TASK TO COMPLETE: Continue the travel piece about Matera from the point where it stops.

DOCUMENT SECTION:
A five-minute walk will take you to Chiesa del Purgatorio (Church of Purgatory). You can’t miss this distinctive building, dedicated to the dead. Built in the 18th century, the exterior is covered with carvings of skulls and skeletons. A sculpted hourglass with wings reminds viewers of the fleeting nature of time; symbols of the pope, bishops and kings symbolize that no one, regardless of their power, can escape death.


Chiesa del Purgatorio Door Carvings.


The Latin inscription on the outside of the church reads, “Miseremini mei, saltem vos amici mei” or “Pity me, my friends,” a passage from the Book of Job.


Writing on top of Chiesa del Purgatorio Doorway.


After such a grim reminder of your mortality, you may be relieved to retrace your steps to visit the medieval San Giovanni Battiste. This church was originally built in the 13th century, and in the 1930s the interior was restored to more closely resemble its origins. Elaborately decorated columns throughout the church are decorated with leaves (a celebration of the Resurrection), fruit (symbolizing the fertility of the land), and religious figures.


The artisans of Matera

Elisa and Janna is a sculpture jewelry store that’s cosmopolitan enough to be located in any major city. But owners Elisa Tummillo and Johanna Curti have chosen to be in Matera. “It’s a place that sets your mind free to create,” Curti says. “Here you can physically see the result of the passing of time on nature.”


Elisa and Janna Jewelry.


Their work is both timeless and contemporary, with Curti being the gemologist and Tummillo the artisan. Working with gems and recycled copper pipes, Curti says, “Often a new design is born due to a special shape of the stone or a curve in the pipe.”

She loves working in a town with deep traditions, and appreciates that there is room for creativity and innovation. In the same way that Matera has reinvented itself, she and Elisa, along with many other entrepreneurs, are changing the outlook of this remarkable city.


Notes: The author was a guest of Discover Italy, who did not review or approve this story.

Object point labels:
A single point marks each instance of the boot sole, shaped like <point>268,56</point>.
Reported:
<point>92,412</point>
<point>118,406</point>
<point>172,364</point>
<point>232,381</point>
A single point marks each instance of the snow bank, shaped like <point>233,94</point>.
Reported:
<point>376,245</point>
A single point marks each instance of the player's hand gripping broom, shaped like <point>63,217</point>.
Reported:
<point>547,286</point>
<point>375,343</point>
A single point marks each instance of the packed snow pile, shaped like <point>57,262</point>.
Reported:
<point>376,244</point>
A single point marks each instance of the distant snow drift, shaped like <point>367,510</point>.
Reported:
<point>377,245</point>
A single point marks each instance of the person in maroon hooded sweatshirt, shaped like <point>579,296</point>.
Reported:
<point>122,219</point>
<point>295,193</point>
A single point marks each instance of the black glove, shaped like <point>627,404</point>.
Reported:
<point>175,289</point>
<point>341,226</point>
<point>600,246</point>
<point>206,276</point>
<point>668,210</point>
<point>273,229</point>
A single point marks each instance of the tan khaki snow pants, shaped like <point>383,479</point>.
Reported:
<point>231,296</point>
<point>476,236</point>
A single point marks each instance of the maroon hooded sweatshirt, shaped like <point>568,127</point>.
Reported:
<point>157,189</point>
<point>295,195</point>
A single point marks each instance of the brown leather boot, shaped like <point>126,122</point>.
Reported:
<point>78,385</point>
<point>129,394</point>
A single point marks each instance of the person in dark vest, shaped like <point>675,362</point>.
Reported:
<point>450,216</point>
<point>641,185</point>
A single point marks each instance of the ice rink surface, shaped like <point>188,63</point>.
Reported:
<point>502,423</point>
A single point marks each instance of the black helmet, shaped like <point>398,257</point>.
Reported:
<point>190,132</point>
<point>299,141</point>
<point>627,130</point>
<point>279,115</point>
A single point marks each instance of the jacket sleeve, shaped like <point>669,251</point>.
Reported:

EXPECTED OUTPUT:
Where to stay

Aquatio Hotel: Every room in this lovely cave hotel is slightly different, because each is fashioned from an excavated cave. Breakfasts are delicious, with everything from custom-made omelets to a homey olive oil plum cake. Sasso Caveoso, Via Conche 12.


Dining Room at Aquatio Hotel.


What to do

It’s easy to get lost in Matera, and we appreciated having a guide not just to show us around, but also to give context to what we saw. Giovanni Ricciardi is a native of Matera whose grandparents were born in the Sassi, and he ably explained both the city’s history and how it is changing.

Casa Noha: Recinto Cavone, 9

Storica Casa Grotta di vico Solitario: Vico Solitario

Palombaro Lungo: There are only a few English-speaking tours a day, so reserve your tickets in advance. Piazza Vittorio Veneto

Chiesa del Purgario: Via Domenico Ridola


Where to shop

Elisa and Janna: Piazza del Sedile, 23

Daciarte: Artist Dacia Capriotti sells her beautiful ceramics in this shop that she calls her “hidden world.” Born and raised in Matera, she moved back to the city after attending art school. Via San Biagio, 17


Ceramics at Daciarte.


Il Sedile: The perfect place to buy Matera’s traditional colourful rooster whistles, or cucùs. According to Ricciardi, a cucù is given to a new mother, while bigger ceramic hens are a gift to a woman from her fiancé – the larger the hen, the more prestigious the gift. Piazza del Sedile, 21


Ceramic Chickens at Il Sedile.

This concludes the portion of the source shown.